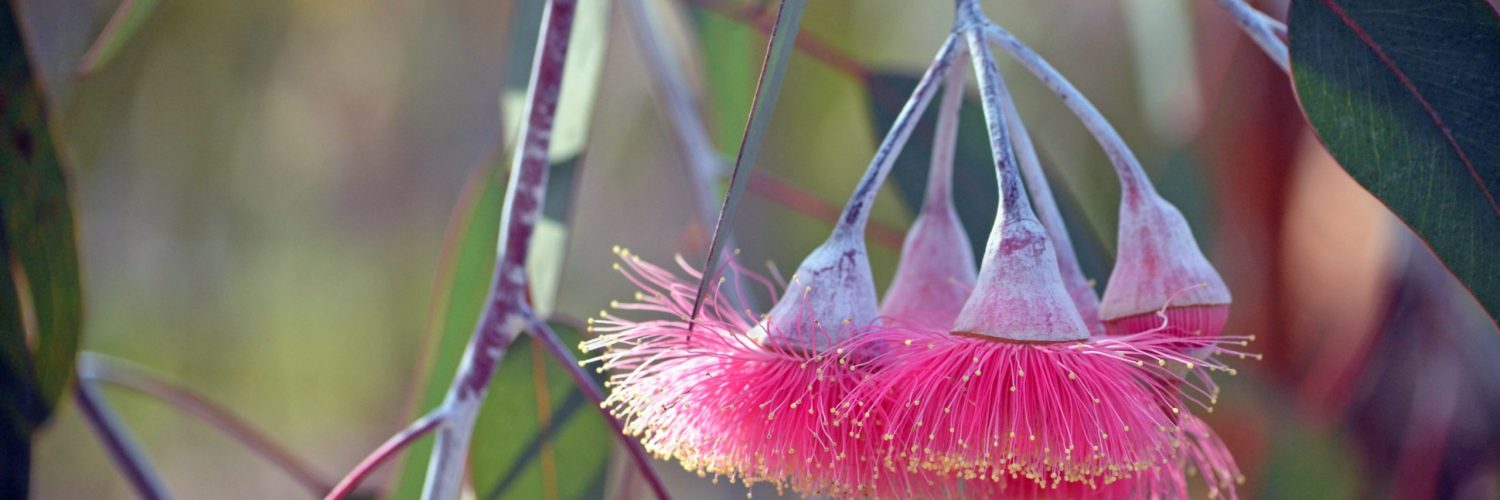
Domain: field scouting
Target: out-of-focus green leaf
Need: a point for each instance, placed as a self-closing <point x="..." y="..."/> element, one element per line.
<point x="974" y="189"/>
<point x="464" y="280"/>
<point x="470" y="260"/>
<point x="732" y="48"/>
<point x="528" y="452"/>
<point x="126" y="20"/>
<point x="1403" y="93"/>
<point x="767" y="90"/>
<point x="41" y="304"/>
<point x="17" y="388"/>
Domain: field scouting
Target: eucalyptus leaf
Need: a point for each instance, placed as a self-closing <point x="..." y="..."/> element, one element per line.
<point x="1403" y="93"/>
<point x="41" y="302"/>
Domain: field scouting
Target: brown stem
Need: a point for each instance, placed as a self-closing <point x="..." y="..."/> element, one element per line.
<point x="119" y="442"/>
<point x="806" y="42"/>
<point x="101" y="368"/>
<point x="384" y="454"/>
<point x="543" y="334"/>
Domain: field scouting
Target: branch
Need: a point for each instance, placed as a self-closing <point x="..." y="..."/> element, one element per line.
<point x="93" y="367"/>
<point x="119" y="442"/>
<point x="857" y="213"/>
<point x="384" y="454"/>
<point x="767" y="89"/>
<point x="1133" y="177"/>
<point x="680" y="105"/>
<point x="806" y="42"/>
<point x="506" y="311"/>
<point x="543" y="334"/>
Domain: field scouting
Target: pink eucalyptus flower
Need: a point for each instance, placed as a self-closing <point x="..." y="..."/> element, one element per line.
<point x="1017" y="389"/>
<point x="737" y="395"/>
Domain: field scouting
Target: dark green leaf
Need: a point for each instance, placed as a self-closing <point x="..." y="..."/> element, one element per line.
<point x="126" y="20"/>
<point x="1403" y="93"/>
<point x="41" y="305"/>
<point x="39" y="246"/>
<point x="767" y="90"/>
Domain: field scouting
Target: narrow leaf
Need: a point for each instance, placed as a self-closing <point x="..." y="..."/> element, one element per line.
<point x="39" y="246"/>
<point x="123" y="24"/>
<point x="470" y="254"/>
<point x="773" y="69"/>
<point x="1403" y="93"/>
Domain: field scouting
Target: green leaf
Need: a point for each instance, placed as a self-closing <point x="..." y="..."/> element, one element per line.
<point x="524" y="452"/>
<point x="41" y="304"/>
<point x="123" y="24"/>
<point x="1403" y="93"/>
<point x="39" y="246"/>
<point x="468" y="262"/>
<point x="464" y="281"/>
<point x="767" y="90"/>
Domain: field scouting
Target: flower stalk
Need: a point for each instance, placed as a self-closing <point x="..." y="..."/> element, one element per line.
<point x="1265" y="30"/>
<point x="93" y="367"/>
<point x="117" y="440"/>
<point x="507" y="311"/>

· · · · · · ·

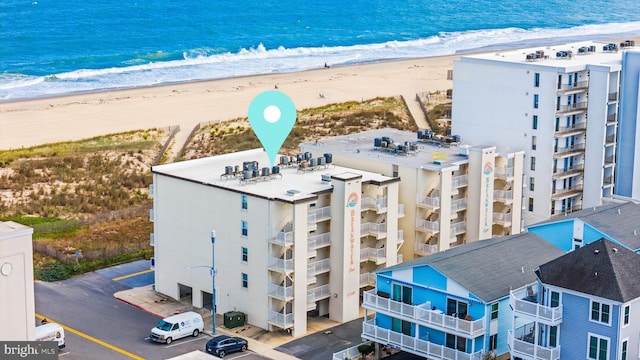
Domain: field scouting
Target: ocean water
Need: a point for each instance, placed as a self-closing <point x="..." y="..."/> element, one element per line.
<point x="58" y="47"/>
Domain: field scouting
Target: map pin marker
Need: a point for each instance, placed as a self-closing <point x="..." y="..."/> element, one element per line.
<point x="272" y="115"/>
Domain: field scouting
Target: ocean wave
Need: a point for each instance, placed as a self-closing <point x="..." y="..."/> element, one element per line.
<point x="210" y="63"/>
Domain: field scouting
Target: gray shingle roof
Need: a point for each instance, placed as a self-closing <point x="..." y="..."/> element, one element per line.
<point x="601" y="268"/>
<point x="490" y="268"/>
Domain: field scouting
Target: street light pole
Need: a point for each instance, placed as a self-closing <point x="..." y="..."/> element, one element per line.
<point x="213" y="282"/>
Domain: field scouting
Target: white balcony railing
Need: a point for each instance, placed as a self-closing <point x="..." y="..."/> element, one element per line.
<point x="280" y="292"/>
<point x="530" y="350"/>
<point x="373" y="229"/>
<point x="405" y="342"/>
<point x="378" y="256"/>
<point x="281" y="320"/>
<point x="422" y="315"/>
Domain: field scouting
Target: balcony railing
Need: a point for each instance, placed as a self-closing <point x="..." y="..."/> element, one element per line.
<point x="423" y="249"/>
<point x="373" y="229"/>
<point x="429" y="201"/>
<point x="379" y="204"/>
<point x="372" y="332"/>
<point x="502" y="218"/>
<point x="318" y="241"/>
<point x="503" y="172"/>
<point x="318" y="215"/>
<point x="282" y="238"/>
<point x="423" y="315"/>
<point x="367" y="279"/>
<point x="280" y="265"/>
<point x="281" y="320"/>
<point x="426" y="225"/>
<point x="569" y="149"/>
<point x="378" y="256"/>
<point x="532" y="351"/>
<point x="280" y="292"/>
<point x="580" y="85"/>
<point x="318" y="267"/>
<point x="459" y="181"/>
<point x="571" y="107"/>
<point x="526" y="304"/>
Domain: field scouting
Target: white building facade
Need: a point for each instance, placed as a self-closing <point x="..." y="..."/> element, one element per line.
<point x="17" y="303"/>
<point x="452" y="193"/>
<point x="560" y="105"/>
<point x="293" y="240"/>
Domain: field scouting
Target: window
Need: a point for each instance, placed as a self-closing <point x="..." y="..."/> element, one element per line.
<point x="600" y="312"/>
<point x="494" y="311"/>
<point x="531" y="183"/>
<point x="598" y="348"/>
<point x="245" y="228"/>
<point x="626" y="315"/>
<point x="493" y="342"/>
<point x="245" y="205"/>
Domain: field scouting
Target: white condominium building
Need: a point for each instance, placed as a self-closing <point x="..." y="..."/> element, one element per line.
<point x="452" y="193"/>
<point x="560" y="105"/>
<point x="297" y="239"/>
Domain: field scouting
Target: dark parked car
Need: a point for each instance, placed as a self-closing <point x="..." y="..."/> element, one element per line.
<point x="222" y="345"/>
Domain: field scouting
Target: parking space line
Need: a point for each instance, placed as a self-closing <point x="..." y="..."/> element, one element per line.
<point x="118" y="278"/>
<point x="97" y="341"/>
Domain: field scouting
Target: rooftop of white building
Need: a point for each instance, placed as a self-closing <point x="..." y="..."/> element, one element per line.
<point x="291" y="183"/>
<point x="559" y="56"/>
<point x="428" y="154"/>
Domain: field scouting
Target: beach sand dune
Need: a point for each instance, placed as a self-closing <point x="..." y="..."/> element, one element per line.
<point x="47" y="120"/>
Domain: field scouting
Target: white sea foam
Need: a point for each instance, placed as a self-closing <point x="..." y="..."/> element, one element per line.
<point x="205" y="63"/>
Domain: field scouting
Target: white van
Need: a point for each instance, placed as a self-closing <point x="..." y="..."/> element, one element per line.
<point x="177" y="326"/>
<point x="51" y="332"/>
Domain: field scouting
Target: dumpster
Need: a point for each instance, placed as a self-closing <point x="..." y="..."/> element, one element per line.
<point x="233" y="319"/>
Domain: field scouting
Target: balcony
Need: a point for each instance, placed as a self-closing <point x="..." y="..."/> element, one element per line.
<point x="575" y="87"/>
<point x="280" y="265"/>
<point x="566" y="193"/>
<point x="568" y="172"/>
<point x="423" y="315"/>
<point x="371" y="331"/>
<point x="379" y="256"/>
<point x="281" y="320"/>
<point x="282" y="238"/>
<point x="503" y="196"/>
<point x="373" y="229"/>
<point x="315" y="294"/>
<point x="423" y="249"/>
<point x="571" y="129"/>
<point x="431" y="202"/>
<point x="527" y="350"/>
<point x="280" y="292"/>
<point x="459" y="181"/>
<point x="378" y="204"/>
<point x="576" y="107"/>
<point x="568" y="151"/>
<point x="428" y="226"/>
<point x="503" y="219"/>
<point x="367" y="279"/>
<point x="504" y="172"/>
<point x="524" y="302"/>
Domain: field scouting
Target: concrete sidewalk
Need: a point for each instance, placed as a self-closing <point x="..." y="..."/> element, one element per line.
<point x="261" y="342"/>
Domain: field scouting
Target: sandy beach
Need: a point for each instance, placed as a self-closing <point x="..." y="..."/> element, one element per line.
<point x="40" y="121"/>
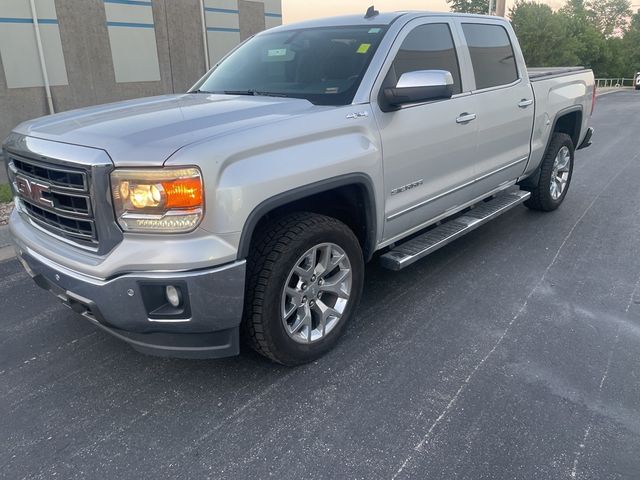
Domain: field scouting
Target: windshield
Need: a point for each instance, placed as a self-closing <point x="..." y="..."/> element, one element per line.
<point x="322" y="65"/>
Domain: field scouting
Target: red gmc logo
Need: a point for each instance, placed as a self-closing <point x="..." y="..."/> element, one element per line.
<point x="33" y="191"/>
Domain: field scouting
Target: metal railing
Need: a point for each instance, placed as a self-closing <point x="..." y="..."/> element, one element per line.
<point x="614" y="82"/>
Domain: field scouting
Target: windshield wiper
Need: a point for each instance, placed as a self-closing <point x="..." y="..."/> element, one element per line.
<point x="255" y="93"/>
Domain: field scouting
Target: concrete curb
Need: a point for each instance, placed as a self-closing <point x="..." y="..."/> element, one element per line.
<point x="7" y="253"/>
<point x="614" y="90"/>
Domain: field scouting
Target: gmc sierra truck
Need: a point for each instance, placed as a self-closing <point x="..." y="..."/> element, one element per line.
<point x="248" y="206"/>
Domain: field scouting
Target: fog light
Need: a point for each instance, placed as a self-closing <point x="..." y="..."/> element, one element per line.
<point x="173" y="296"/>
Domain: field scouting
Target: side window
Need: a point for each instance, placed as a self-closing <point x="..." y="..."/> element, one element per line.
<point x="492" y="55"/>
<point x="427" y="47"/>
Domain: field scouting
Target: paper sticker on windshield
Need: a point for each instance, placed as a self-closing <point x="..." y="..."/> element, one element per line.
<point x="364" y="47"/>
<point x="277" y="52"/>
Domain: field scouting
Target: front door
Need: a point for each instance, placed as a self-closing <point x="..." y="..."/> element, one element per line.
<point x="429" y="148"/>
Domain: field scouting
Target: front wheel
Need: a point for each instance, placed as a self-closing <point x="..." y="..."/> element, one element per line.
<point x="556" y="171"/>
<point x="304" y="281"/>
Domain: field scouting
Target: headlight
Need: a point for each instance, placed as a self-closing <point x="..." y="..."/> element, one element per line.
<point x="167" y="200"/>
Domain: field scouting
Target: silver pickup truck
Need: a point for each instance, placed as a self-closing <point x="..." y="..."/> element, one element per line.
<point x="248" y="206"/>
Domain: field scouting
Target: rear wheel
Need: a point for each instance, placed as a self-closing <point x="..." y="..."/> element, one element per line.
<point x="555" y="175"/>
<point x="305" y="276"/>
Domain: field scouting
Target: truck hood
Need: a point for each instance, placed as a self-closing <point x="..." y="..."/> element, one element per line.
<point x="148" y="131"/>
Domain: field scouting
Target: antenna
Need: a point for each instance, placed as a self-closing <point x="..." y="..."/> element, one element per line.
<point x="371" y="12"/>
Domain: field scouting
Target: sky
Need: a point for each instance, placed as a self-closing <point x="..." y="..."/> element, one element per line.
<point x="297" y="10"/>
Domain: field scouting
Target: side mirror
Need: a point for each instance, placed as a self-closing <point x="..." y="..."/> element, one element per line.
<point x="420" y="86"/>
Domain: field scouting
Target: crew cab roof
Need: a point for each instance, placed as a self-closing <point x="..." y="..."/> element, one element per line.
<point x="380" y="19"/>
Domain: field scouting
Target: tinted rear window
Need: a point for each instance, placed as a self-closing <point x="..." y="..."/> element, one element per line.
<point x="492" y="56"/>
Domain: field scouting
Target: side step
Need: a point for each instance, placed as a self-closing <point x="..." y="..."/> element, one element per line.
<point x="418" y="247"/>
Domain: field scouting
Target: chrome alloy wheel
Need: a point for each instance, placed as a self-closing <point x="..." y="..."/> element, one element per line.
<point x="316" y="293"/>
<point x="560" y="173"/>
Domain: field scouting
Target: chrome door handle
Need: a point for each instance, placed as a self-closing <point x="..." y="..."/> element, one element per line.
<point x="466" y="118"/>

· · · · · · ·

◆ TASK BRIEF ◆
Each line above that holds the string "truck" should be copied and shown.

◆ ANSWER SECTION ◆
Target: gmc sierra truck
Target: silver pickup truck
Target: truck hood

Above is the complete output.